■ Problem description
Print each entry word for word.

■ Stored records
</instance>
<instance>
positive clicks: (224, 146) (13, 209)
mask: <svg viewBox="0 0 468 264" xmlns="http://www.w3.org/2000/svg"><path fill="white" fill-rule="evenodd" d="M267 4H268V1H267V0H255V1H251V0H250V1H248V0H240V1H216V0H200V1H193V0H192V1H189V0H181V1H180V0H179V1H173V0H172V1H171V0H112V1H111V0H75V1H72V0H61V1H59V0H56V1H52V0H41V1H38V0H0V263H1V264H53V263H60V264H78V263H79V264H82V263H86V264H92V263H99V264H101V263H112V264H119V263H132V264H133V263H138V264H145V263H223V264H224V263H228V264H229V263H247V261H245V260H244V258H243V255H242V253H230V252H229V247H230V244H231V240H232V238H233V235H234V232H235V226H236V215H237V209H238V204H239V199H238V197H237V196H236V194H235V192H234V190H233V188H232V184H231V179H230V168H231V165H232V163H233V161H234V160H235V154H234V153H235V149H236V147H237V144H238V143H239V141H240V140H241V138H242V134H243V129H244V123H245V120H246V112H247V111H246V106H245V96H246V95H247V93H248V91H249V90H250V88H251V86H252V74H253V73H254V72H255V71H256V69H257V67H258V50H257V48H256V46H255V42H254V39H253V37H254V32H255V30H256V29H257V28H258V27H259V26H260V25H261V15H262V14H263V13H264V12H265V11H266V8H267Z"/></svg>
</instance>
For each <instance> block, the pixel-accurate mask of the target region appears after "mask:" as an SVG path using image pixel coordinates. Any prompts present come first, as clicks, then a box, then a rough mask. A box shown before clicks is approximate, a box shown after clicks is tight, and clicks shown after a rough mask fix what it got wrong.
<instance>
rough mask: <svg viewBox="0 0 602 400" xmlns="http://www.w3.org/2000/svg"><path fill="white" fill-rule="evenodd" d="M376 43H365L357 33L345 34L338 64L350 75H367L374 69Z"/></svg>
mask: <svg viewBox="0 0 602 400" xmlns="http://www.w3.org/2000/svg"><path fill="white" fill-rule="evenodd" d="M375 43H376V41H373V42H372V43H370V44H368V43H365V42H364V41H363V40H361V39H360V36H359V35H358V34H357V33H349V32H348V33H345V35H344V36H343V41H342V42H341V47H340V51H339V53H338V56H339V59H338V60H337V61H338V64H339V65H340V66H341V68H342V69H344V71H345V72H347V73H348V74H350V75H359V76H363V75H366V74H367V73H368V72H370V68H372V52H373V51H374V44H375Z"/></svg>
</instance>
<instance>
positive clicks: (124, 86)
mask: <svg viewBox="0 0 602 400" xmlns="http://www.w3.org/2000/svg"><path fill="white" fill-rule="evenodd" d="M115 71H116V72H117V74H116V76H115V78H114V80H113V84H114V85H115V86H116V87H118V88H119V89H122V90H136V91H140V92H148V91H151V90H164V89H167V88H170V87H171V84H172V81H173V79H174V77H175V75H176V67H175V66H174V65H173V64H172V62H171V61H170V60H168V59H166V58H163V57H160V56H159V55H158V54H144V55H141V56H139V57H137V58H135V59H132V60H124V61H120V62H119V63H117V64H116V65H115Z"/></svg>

■ Task solution
</instance>
<instance>
positive clicks: (224, 146) (13, 209)
mask: <svg viewBox="0 0 468 264" xmlns="http://www.w3.org/2000/svg"><path fill="white" fill-rule="evenodd" d="M267 4H268V1H267V0H255V1H251V0H250V1H248V0H240V1H216V0H200V1H193V0H192V1H189V0H181V1H180V0H179V1H173V0H172V1H171V0H112V1H111V0H75V1H72V0H61V1H59V0H56V1H52V0H41V1H38V0H0V263H1V264H53V263H60V264H78V263H79V264H82V263H86V264H92V263H99V264H101V263H112V264H119V263H132V264H133V263H138V264H145V263H223V264H224V263H228V264H229V263H247V261H245V260H244V258H243V255H242V253H230V252H229V247H230V244H231V240H232V238H233V235H234V232H235V226H236V215H237V209H238V204H239V199H238V197H237V196H236V194H235V192H234V190H233V188H232V184H231V179H230V168H231V165H232V163H233V161H234V160H235V154H234V153H235V149H236V147H237V144H238V143H239V141H240V140H241V138H242V134H243V129H244V123H245V120H246V112H247V111H246V106H245V96H246V95H247V93H248V91H249V90H250V88H251V86H252V74H253V73H254V72H255V71H256V69H257V67H258V50H257V48H256V46H255V42H254V39H253V37H254V32H255V30H256V29H257V28H258V27H259V26H260V25H261V15H262V14H263V13H264V12H265V11H266V8H267Z"/></svg>
</instance>
For each <instance> block, the pixel-accurate mask of the target region appears after "mask:" as an SVG path using image pixel coordinates. Any prompts present come first, as clicks, then a box, then a rough mask. A box shown before clicks is approximate, a box shown after clicks is tight, and clicks shown after a rough mask fix what it got wrong.
<instance>
rough mask: <svg viewBox="0 0 602 400" xmlns="http://www.w3.org/2000/svg"><path fill="white" fill-rule="evenodd" d="M376 43H365L357 33L345 34L338 64L350 75H367L374 69Z"/></svg>
mask: <svg viewBox="0 0 602 400" xmlns="http://www.w3.org/2000/svg"><path fill="white" fill-rule="evenodd" d="M375 43H376V41H373V42H372V43H370V44H368V43H365V42H364V41H363V40H361V39H360V36H359V35H358V34H357V33H349V32H348V33H345V35H344V36H343V41H342V42H341V47H340V51H339V53H338V56H339V59H338V60H337V61H338V64H339V65H340V66H341V68H342V69H344V71H345V72H347V73H348V74H350V75H359V76H363V75H366V74H367V73H368V72H370V68H372V52H373V51H374V44H375Z"/></svg>
</instance>
<instance>
positive clicks: (124, 86)
mask: <svg viewBox="0 0 602 400" xmlns="http://www.w3.org/2000/svg"><path fill="white" fill-rule="evenodd" d="M115 71H116V72H117V74H116V76H115V78H114V80H113V84H114V85H115V86H116V87H118V88H119V89H122V90H136V91H140V92H148V91H151V90H164V89H167V88H170V87H171V84H172V81H173V79H174V77H175V75H176V67H175V66H174V65H173V64H172V62H171V61H170V60H168V59H166V58H163V57H160V56H159V55H158V54H144V55H141V56H139V57H137V58H135V59H132V60H124V61H120V62H119V63H117V64H116V65H115Z"/></svg>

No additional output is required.